═══ DATASET RECORDS ═══

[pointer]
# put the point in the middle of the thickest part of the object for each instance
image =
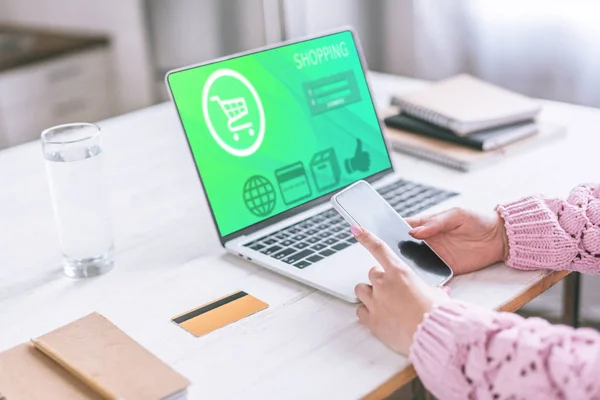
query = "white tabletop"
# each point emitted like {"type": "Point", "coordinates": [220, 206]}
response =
{"type": "Point", "coordinates": [307, 344]}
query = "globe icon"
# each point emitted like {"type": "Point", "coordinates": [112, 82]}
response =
{"type": "Point", "coordinates": [259, 195]}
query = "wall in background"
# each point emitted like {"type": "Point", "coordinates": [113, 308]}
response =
{"type": "Point", "coordinates": [184, 32]}
{"type": "Point", "coordinates": [123, 21]}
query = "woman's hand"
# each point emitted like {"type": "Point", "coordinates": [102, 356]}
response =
{"type": "Point", "coordinates": [396, 301]}
{"type": "Point", "coordinates": [465, 240]}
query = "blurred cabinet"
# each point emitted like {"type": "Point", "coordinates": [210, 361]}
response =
{"type": "Point", "coordinates": [63, 84]}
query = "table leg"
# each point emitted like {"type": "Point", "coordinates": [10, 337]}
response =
{"type": "Point", "coordinates": [571, 295]}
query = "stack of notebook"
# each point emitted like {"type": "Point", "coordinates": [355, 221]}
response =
{"type": "Point", "coordinates": [88, 359]}
{"type": "Point", "coordinates": [463, 122]}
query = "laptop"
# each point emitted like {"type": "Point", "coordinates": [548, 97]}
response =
{"type": "Point", "coordinates": [274, 133]}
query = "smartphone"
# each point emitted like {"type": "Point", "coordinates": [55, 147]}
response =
{"type": "Point", "coordinates": [361, 205]}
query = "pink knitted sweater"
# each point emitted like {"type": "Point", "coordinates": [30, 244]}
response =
{"type": "Point", "coordinates": [464, 352]}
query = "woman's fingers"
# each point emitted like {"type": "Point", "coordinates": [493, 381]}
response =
{"type": "Point", "coordinates": [375, 275]}
{"type": "Point", "coordinates": [364, 293]}
{"type": "Point", "coordinates": [382, 253]}
{"type": "Point", "coordinates": [415, 222]}
{"type": "Point", "coordinates": [362, 313]}
{"type": "Point", "coordinates": [444, 222]}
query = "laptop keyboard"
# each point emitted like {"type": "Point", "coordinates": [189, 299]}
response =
{"type": "Point", "coordinates": [324, 234]}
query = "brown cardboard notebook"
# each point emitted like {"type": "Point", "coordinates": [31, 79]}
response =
{"type": "Point", "coordinates": [27, 374]}
{"type": "Point", "coordinates": [96, 348]}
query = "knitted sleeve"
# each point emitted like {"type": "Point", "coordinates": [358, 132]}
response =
{"type": "Point", "coordinates": [555, 234]}
{"type": "Point", "coordinates": [464, 352]}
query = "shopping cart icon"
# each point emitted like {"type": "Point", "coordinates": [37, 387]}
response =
{"type": "Point", "coordinates": [235, 109]}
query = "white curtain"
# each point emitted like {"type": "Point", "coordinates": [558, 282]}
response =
{"type": "Point", "coordinates": [542, 48]}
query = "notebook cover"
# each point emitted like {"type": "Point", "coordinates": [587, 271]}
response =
{"type": "Point", "coordinates": [464, 158]}
{"type": "Point", "coordinates": [483, 140]}
{"type": "Point", "coordinates": [96, 347]}
{"type": "Point", "coordinates": [27, 374]}
{"type": "Point", "coordinates": [465, 100]}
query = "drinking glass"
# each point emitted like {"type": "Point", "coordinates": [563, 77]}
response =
{"type": "Point", "coordinates": [73, 156]}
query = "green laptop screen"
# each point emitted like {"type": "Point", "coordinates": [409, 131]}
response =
{"type": "Point", "coordinates": [272, 130]}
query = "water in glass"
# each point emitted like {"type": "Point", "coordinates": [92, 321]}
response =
{"type": "Point", "coordinates": [74, 167]}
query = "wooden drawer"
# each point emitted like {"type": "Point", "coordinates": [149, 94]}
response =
{"type": "Point", "coordinates": [24, 122]}
{"type": "Point", "coordinates": [57, 77]}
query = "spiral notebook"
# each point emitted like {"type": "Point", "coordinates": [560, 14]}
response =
{"type": "Point", "coordinates": [465, 104]}
{"type": "Point", "coordinates": [464, 158]}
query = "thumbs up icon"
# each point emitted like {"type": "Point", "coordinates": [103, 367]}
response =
{"type": "Point", "coordinates": [360, 161]}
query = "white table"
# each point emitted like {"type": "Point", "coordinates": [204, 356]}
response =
{"type": "Point", "coordinates": [307, 344]}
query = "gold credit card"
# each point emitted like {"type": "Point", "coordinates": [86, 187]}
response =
{"type": "Point", "coordinates": [219, 313]}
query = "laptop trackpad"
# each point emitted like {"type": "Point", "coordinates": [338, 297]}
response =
{"type": "Point", "coordinates": [342, 271]}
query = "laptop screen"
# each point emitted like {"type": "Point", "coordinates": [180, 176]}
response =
{"type": "Point", "coordinates": [274, 129]}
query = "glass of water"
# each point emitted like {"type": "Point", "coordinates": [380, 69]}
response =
{"type": "Point", "coordinates": [73, 155]}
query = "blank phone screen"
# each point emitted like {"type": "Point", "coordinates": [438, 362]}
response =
{"type": "Point", "coordinates": [369, 210]}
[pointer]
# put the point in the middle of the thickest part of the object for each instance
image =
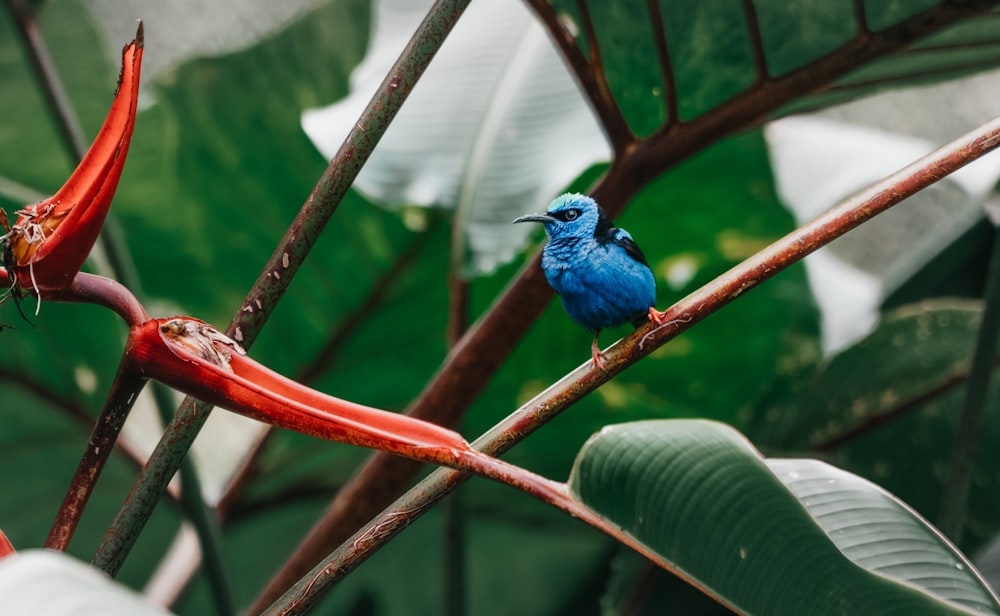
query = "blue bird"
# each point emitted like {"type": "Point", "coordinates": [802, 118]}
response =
{"type": "Point", "coordinates": [597, 269]}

═══

Find every line in the entries above that contains the word "woman" and copy each of those lines.

query = "woman's hand"
query = "woman's fingers"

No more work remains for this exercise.